--- Begin Supplied information ---

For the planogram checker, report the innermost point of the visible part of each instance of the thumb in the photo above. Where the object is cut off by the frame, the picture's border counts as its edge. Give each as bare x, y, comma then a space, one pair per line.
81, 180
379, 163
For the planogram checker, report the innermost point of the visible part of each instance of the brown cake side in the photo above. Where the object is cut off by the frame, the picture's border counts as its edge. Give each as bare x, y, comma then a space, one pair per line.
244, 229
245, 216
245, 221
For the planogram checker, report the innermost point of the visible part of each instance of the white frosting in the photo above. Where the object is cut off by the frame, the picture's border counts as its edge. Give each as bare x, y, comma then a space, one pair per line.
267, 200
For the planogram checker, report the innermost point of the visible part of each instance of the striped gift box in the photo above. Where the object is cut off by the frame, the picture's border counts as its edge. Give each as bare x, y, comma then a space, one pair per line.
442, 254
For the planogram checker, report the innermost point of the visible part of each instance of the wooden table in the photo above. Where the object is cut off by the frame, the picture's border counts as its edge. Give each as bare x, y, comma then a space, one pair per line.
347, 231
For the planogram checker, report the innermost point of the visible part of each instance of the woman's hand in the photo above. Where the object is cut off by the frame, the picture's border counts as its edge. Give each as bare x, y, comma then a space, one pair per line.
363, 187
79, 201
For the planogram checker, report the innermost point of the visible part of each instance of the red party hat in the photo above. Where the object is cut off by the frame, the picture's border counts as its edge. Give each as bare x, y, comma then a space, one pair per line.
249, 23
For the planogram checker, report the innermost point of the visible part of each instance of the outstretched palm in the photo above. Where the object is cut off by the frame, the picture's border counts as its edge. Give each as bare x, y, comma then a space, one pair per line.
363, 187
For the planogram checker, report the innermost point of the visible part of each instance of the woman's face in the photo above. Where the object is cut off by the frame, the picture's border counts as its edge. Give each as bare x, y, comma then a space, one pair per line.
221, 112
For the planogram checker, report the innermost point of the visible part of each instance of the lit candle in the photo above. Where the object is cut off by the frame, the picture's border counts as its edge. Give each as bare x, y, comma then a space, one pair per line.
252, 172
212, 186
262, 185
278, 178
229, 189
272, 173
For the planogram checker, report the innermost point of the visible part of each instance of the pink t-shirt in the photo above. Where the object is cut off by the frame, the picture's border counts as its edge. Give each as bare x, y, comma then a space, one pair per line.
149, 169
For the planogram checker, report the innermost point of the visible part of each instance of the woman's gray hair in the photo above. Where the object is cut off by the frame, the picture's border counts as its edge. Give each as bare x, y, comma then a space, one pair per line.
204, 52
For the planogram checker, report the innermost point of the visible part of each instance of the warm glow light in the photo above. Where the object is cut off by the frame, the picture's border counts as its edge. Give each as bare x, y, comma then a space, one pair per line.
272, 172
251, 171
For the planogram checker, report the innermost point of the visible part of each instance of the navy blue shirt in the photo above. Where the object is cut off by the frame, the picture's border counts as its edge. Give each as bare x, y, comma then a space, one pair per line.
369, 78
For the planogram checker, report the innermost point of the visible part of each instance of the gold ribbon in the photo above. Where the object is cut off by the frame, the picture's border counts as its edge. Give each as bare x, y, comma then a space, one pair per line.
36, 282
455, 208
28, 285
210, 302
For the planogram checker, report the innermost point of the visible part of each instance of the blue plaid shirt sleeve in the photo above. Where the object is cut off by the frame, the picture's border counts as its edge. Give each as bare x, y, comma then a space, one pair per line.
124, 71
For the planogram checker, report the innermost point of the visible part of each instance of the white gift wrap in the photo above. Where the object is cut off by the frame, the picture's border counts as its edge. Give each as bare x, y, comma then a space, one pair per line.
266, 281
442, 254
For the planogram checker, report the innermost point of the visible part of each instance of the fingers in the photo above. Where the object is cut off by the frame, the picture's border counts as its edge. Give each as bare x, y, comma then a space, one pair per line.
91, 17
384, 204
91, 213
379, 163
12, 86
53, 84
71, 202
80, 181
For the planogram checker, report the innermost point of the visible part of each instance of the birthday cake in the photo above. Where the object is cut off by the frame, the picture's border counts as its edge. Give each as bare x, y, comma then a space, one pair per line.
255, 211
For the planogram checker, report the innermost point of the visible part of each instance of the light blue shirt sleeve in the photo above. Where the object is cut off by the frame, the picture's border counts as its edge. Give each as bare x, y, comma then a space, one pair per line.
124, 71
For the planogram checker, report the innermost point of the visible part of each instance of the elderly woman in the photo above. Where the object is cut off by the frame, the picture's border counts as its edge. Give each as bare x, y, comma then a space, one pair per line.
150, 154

--- End Supplied information ---

* [Problem description]: Write out exactly the lines from the line holding "of the fingers" through the last line of the data, and nothing besides those lines.

* [Response to the exercise]:
For the planogram checker, report the innermost point of the visible part of each instance of the fingers in the photo above. Where the object is cut off by the frame, the picture's border counts as its edge. Give each as bare x, y, comma then a space, one pair per line.
91, 17
384, 204
91, 213
379, 163
12, 86
53, 84
71, 202
80, 181
For the planogram checker, report the innermost point of the visible part of each instance of the birthday cake in the photo above. Where the object is cut off by the frame, the picture's border counts as its edge. Give each as bare x, y, comma then a space, one pair per line.
255, 211
For the planogram checker, report the innermost point of the visible part of each instance of the light blue shirt sleeve in the photo above. Where the object is cut off by the frame, the picture's border counts as its edge. Give each as bare x, y, comma then a space, one pair per line.
124, 71
For the planogram checker, report the innermost point of the visible part of each instance of the elderly woman in the photo above. Where the object is cut off by the frame, the picture's border counts as its edge. Give each as bare x, y, comma then a space, one pair per line.
150, 154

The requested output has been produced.